Pick out each line of the records in which the word "door" appears.

- Provided records
· · ·
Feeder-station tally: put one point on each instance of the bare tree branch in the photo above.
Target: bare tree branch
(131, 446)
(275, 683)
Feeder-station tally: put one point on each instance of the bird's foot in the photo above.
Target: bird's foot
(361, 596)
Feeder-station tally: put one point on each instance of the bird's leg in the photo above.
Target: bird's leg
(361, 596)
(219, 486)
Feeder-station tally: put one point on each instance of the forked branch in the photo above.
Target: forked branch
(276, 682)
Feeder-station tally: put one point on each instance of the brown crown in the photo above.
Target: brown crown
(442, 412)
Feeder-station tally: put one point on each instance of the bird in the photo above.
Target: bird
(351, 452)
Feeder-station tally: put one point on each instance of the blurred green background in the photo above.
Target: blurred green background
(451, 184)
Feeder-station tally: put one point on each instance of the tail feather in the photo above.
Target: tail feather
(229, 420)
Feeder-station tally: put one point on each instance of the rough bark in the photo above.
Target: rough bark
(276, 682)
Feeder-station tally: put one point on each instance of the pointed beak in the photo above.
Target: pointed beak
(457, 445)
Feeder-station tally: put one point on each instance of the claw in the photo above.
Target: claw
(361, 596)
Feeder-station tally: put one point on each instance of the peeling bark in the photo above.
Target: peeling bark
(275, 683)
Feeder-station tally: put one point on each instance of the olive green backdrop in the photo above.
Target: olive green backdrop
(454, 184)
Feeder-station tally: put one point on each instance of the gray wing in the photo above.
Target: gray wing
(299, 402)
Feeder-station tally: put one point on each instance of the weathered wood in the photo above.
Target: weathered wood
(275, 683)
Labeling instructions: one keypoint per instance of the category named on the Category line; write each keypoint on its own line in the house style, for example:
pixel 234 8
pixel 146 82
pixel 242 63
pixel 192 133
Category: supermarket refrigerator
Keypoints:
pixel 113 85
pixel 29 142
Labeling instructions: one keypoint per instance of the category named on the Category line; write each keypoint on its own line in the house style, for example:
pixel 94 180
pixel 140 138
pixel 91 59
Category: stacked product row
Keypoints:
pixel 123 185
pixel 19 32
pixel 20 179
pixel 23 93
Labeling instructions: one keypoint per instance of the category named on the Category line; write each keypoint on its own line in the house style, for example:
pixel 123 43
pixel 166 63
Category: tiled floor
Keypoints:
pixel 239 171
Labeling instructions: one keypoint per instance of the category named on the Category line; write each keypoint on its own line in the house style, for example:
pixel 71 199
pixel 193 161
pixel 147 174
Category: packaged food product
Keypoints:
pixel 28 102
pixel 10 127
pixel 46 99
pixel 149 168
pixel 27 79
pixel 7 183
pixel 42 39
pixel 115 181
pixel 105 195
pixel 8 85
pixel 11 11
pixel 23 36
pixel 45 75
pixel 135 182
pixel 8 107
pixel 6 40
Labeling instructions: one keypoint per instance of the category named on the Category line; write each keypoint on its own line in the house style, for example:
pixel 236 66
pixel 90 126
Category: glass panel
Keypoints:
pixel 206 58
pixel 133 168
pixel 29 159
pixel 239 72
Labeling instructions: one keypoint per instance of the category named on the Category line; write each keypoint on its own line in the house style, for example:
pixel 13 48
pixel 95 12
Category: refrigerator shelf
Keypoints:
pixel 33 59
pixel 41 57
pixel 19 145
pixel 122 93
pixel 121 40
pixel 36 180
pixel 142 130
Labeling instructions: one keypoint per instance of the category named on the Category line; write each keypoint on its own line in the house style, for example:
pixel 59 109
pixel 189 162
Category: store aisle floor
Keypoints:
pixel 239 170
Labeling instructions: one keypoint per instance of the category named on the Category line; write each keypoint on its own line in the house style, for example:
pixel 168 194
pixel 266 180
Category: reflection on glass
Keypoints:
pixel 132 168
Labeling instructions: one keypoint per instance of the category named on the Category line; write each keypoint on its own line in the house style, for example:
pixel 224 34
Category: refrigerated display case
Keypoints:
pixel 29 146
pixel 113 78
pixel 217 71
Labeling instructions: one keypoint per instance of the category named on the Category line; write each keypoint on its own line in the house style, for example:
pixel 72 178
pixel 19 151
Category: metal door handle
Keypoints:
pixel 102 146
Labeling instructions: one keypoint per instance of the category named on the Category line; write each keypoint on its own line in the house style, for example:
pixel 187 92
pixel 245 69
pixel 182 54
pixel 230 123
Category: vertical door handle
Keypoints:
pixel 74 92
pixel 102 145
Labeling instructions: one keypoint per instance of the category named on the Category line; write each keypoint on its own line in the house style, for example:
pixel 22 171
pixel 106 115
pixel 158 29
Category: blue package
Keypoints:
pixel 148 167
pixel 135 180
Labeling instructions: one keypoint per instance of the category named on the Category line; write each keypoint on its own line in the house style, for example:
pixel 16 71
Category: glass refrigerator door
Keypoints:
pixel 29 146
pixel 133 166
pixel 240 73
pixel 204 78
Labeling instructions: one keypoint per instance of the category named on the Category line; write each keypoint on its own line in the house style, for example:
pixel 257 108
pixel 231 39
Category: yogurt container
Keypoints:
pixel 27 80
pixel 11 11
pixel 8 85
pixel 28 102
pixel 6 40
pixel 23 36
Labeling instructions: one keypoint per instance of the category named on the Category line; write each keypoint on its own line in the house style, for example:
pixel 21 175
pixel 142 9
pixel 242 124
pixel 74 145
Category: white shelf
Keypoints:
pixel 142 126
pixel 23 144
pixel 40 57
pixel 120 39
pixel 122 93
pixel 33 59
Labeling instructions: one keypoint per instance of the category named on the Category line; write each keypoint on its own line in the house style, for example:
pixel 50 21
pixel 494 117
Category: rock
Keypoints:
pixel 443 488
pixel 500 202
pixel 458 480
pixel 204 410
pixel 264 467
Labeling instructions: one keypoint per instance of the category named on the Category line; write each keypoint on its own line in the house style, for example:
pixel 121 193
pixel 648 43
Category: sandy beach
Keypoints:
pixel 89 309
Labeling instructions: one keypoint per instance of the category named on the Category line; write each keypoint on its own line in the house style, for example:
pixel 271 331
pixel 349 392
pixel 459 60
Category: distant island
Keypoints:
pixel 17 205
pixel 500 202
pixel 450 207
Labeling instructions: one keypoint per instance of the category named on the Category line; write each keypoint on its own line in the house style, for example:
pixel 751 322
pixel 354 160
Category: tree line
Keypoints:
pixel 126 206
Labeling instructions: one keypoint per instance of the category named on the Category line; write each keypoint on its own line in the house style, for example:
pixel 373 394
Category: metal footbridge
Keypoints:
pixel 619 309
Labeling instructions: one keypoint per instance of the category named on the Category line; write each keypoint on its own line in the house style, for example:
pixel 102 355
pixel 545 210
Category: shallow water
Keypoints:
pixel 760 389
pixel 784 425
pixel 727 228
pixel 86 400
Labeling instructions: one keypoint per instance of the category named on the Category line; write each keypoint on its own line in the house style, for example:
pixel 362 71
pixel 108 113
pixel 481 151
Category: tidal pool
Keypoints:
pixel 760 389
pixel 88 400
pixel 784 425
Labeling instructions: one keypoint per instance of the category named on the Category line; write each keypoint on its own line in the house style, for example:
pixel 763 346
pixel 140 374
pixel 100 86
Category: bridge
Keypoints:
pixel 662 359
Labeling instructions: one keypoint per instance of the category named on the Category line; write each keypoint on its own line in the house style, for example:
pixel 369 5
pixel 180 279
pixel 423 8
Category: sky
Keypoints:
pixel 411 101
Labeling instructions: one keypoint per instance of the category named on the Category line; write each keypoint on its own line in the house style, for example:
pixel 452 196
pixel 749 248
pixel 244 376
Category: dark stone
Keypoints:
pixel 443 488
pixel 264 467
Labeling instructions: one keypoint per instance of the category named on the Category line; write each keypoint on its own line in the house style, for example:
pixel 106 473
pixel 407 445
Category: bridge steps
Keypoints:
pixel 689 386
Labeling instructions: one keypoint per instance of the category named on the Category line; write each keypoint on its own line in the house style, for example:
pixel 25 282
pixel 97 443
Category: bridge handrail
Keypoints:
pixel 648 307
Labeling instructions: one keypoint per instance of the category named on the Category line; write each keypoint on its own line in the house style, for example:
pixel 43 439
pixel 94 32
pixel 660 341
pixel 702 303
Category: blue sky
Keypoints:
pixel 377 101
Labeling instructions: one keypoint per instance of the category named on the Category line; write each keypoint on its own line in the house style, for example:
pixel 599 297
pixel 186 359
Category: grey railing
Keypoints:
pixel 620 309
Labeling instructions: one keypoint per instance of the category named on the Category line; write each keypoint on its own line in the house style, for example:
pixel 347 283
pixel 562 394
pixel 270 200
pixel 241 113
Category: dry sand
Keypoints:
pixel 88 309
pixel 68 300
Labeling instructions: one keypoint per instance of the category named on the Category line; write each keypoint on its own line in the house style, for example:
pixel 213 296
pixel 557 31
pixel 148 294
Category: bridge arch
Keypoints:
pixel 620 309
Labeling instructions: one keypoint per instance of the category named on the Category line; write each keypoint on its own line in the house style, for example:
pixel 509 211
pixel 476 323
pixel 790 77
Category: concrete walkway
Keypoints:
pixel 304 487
· · ·
- Written solution
Category: metal door handle
Category: vertical door handle
Category: glass refrigerator door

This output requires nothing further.